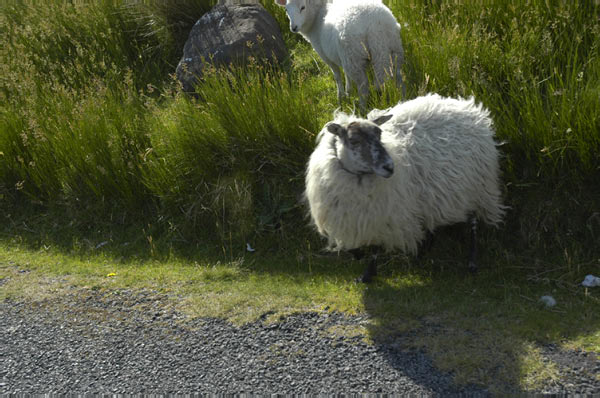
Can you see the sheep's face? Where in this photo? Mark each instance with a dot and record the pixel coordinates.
(300, 12)
(359, 148)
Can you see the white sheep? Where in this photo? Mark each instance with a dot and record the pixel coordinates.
(349, 34)
(390, 179)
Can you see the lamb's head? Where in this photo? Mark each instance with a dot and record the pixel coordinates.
(359, 147)
(301, 13)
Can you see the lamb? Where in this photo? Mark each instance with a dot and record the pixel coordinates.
(349, 34)
(394, 177)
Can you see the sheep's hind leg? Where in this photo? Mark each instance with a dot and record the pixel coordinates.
(338, 81)
(370, 272)
(473, 251)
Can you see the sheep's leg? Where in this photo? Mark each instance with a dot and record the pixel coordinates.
(383, 68)
(356, 70)
(370, 271)
(426, 245)
(397, 61)
(358, 254)
(338, 81)
(473, 251)
(348, 84)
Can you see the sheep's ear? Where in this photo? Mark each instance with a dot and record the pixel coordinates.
(382, 119)
(336, 129)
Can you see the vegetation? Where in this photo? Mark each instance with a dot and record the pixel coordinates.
(106, 167)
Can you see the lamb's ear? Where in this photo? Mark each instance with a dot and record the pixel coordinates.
(382, 119)
(336, 129)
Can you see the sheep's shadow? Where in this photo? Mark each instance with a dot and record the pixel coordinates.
(479, 348)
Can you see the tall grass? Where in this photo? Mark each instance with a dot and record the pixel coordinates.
(90, 116)
(536, 66)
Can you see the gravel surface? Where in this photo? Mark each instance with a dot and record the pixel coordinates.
(133, 343)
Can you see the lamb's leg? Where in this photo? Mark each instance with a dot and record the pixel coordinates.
(338, 81)
(348, 84)
(397, 60)
(383, 68)
(473, 251)
(426, 245)
(370, 271)
(357, 72)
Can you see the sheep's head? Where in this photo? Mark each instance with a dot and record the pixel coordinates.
(359, 148)
(300, 12)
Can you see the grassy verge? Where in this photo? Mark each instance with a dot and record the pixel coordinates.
(486, 329)
(111, 178)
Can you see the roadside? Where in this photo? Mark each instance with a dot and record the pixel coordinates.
(134, 341)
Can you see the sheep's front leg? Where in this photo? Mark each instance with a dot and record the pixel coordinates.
(473, 251)
(338, 81)
(370, 271)
(348, 84)
(356, 71)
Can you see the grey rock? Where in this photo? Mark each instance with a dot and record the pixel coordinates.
(230, 34)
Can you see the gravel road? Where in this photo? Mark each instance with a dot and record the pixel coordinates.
(133, 343)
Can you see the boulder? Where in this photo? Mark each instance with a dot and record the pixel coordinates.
(229, 34)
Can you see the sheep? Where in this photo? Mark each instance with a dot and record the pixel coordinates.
(349, 34)
(391, 179)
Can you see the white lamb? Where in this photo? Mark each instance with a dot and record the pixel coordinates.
(349, 34)
(390, 179)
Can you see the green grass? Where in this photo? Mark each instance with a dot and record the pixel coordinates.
(106, 167)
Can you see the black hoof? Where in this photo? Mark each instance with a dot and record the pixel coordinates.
(364, 279)
(472, 267)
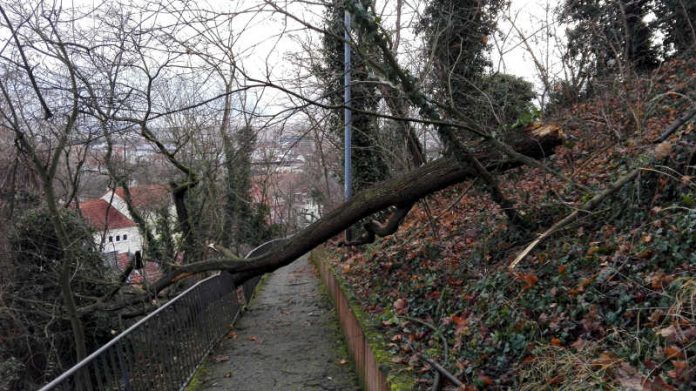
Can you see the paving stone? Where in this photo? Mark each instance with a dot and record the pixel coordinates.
(287, 340)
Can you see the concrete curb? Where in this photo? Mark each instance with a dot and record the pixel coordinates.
(366, 346)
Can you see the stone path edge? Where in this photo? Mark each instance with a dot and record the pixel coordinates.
(194, 381)
(366, 346)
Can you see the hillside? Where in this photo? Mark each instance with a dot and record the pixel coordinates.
(607, 303)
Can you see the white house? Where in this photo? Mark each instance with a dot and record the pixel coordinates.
(116, 234)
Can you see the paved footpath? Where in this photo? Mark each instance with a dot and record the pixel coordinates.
(287, 340)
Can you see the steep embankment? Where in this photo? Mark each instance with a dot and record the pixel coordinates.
(609, 302)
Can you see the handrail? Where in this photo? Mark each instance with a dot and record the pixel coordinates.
(121, 359)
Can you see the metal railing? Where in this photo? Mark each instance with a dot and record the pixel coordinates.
(163, 350)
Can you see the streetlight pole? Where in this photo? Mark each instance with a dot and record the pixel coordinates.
(347, 113)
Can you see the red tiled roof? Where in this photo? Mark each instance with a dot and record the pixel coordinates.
(148, 196)
(100, 216)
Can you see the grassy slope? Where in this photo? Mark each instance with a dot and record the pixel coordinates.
(608, 303)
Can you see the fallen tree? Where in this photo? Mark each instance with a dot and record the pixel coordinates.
(397, 192)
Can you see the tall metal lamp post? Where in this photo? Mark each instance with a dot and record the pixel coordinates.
(347, 114)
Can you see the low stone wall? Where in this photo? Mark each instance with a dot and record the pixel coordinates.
(367, 347)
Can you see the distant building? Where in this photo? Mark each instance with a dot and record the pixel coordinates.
(116, 234)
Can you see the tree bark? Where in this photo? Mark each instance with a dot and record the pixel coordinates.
(403, 190)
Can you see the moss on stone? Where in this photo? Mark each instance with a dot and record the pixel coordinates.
(197, 379)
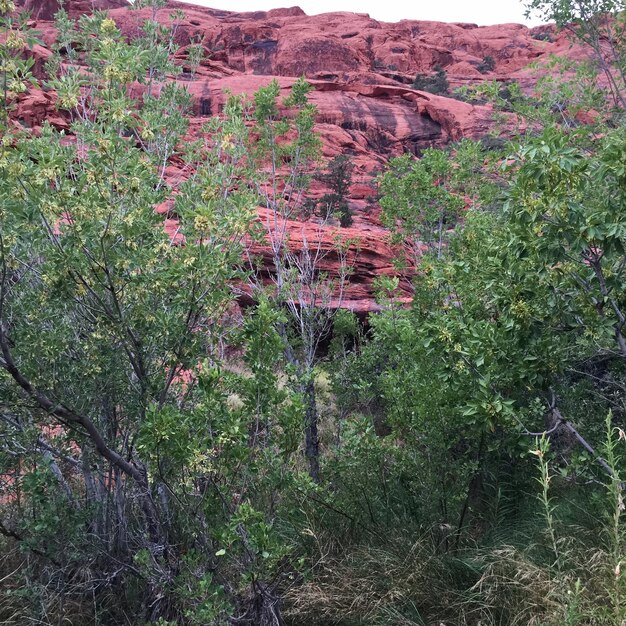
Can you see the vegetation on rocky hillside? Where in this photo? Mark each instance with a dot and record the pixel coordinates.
(170, 456)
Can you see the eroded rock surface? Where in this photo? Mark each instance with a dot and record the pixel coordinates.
(361, 70)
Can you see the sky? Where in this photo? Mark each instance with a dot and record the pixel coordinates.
(477, 11)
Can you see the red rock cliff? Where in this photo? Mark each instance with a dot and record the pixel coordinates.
(362, 71)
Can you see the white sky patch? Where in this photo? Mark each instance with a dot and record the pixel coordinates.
(482, 12)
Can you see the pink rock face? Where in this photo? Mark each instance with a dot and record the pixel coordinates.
(45, 9)
(361, 70)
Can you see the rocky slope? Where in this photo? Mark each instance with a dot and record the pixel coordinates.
(361, 70)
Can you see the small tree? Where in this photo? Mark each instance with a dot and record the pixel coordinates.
(339, 178)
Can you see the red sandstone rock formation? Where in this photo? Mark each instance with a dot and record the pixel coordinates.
(361, 70)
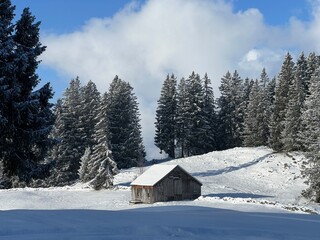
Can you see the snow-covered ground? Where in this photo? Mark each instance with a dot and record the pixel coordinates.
(247, 193)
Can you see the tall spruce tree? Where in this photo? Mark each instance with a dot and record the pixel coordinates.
(181, 118)
(210, 118)
(311, 136)
(69, 137)
(166, 117)
(254, 119)
(195, 118)
(265, 107)
(231, 111)
(296, 96)
(285, 80)
(89, 101)
(192, 123)
(25, 114)
(124, 125)
(100, 166)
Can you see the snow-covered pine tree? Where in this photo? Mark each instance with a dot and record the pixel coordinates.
(296, 96)
(68, 150)
(285, 79)
(210, 118)
(181, 119)
(100, 166)
(311, 136)
(247, 87)
(84, 161)
(166, 117)
(265, 107)
(313, 62)
(124, 125)
(252, 136)
(231, 111)
(196, 125)
(26, 114)
(90, 101)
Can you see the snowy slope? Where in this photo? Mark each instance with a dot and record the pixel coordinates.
(247, 193)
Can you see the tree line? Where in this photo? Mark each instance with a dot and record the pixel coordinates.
(282, 113)
(89, 136)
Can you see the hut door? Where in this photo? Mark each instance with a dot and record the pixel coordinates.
(177, 188)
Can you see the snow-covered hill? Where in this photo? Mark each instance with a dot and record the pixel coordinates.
(247, 193)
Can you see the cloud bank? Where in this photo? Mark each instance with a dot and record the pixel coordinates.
(143, 43)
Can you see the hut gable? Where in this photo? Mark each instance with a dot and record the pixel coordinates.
(165, 183)
(153, 175)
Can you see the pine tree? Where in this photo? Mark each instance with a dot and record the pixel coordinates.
(90, 101)
(313, 62)
(232, 107)
(265, 106)
(26, 115)
(311, 136)
(253, 136)
(166, 117)
(285, 80)
(124, 125)
(210, 118)
(100, 166)
(69, 136)
(84, 161)
(196, 122)
(181, 118)
(296, 96)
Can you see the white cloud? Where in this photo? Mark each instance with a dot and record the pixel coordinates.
(142, 45)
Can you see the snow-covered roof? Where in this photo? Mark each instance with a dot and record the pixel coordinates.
(153, 175)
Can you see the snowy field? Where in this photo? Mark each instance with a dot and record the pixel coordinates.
(247, 193)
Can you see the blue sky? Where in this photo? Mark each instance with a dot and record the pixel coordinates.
(142, 41)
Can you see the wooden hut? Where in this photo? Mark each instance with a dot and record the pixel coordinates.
(162, 183)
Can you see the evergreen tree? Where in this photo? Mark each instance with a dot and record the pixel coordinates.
(313, 62)
(69, 136)
(285, 80)
(26, 115)
(90, 101)
(196, 122)
(296, 96)
(247, 87)
(253, 136)
(124, 125)
(181, 118)
(166, 117)
(100, 166)
(231, 111)
(265, 106)
(210, 118)
(84, 161)
(191, 119)
(311, 136)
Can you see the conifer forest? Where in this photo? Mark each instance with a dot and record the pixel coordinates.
(89, 136)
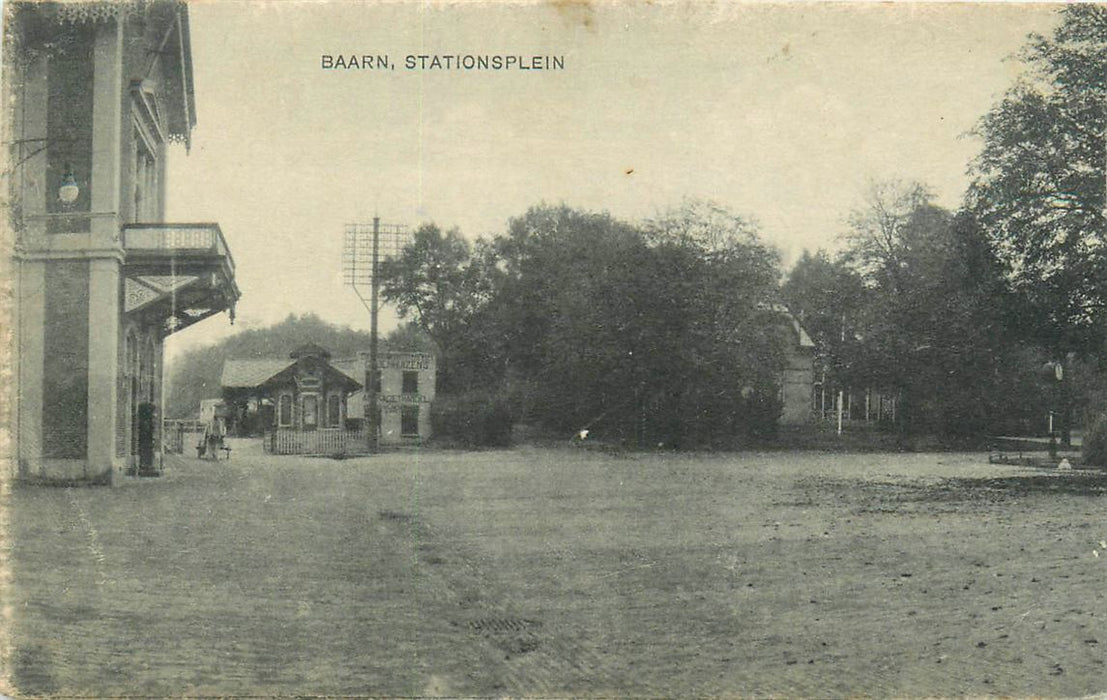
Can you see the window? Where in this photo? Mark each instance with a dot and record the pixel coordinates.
(146, 183)
(334, 411)
(285, 411)
(310, 411)
(409, 421)
(411, 382)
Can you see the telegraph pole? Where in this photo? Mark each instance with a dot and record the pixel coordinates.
(361, 260)
(372, 408)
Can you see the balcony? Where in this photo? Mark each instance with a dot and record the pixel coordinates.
(177, 274)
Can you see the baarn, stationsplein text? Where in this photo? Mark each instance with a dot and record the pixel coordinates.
(443, 62)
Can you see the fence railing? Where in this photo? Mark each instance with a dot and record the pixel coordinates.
(317, 442)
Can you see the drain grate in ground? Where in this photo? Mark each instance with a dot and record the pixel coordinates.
(492, 625)
(514, 635)
(394, 515)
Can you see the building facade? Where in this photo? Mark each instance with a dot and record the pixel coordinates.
(303, 393)
(95, 94)
(406, 382)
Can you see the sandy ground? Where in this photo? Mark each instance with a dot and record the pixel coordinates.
(564, 573)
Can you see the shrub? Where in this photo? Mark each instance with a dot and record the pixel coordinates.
(472, 420)
(1095, 442)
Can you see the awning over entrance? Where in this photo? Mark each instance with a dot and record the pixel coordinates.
(177, 274)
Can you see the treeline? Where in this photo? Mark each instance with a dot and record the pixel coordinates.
(658, 333)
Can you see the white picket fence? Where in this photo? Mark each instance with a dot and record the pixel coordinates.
(317, 442)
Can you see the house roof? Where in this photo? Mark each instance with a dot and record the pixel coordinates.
(252, 373)
(249, 373)
(309, 349)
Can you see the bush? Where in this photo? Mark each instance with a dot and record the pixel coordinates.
(472, 420)
(1095, 442)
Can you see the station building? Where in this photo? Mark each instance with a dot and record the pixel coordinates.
(95, 94)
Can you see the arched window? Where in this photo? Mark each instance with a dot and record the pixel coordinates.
(285, 411)
(334, 411)
(310, 412)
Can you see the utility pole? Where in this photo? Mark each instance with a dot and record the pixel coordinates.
(372, 407)
(361, 260)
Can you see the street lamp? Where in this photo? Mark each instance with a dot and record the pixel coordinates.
(69, 191)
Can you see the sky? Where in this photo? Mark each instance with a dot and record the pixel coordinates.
(782, 113)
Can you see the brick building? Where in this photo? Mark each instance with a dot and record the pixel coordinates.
(95, 94)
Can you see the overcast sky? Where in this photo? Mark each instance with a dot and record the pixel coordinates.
(782, 113)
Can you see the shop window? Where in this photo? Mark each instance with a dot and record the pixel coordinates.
(285, 411)
(409, 421)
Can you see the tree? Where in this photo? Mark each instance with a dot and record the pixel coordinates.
(1038, 186)
(435, 281)
(933, 326)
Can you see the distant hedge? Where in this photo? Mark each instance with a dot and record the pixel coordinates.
(472, 420)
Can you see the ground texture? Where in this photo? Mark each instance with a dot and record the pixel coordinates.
(562, 573)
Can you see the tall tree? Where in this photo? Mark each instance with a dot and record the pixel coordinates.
(435, 282)
(930, 328)
(1038, 185)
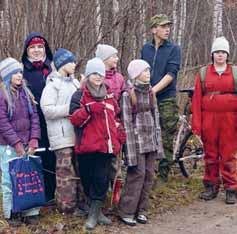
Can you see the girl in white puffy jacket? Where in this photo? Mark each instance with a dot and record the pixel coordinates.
(55, 103)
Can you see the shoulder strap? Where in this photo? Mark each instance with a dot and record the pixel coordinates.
(202, 73)
(234, 72)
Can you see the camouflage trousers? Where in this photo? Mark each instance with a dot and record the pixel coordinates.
(168, 120)
(66, 188)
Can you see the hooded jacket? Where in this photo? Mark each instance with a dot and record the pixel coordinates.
(36, 80)
(55, 102)
(23, 126)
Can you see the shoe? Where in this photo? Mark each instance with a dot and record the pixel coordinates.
(102, 219)
(50, 203)
(92, 220)
(14, 221)
(209, 193)
(164, 169)
(230, 196)
(31, 220)
(129, 221)
(142, 219)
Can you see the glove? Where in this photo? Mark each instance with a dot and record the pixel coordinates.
(33, 144)
(97, 107)
(75, 101)
(19, 148)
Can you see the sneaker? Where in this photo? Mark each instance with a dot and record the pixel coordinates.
(129, 221)
(31, 220)
(142, 219)
(230, 196)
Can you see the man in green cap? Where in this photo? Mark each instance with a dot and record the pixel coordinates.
(164, 58)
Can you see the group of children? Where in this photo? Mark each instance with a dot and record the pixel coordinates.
(87, 121)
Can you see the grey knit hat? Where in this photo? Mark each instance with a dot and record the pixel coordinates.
(9, 67)
(104, 51)
(136, 67)
(95, 65)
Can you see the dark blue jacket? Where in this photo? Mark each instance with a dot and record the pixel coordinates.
(164, 60)
(36, 81)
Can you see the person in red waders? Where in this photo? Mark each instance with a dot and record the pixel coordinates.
(214, 107)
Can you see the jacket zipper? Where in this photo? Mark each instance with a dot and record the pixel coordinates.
(110, 147)
(153, 62)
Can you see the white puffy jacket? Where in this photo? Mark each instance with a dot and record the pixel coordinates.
(55, 102)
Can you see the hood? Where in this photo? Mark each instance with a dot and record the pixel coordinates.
(48, 51)
(56, 79)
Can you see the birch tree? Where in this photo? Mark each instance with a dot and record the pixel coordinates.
(182, 24)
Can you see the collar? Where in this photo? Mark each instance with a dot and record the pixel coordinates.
(227, 70)
(29, 66)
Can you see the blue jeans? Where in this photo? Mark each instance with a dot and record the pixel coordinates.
(6, 153)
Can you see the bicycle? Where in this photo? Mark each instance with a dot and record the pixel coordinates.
(188, 148)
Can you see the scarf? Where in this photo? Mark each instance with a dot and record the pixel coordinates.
(98, 94)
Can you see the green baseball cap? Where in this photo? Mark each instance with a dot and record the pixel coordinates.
(160, 19)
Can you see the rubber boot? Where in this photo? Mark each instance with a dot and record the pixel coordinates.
(209, 193)
(117, 191)
(102, 219)
(230, 196)
(164, 169)
(93, 215)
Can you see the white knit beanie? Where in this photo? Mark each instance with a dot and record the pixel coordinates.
(136, 67)
(220, 44)
(104, 51)
(95, 65)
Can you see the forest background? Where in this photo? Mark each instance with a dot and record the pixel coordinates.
(79, 25)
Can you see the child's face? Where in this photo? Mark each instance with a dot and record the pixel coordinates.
(36, 52)
(161, 31)
(220, 57)
(17, 79)
(145, 76)
(111, 62)
(69, 68)
(96, 80)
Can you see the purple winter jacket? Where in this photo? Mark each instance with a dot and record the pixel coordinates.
(23, 126)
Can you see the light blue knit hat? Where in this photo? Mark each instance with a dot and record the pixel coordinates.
(104, 51)
(95, 65)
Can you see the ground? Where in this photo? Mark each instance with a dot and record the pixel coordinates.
(175, 209)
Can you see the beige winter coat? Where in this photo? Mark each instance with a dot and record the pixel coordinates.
(55, 102)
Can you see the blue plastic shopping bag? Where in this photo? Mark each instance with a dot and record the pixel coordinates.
(27, 183)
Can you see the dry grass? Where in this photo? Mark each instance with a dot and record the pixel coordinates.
(177, 192)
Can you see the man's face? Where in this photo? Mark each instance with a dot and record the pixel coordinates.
(112, 61)
(161, 31)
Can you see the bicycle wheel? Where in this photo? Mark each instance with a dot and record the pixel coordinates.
(190, 155)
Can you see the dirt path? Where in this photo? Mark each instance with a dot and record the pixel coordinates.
(213, 217)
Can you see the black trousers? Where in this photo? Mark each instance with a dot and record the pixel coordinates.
(48, 162)
(94, 171)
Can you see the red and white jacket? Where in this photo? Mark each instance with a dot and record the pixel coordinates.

_WHAT YOU NEED TO DO_: Send back exactly the lines from the line with "Can you see the dry" through the end of the records.

_RESULT OF THE EXERCISE_:
Can you see the dry grass? Where in this photo? Mark each instance with a dot and record the pixel coordinates.
(177, 192)
Can you see the man's face? Where in this photo? Mark each instance with a dot and record the pixel coordinates.
(112, 61)
(161, 31)
Can you see the bicycle wheel? Where in this photo? Mark each instance with a dot and record the pixel coordinates.
(190, 155)
Can you see the dirt path? Where in this photo? Mark each instance with a dot and record the pixel coordinates.
(213, 217)
Can you see the black trousers? Where in this photo? Mark each instance with a dot and record the pixel coordinates.
(48, 162)
(94, 171)
Can you see the red and white jacket? Where in this photo? Mark each instance with a dot and record the pixel coordinates.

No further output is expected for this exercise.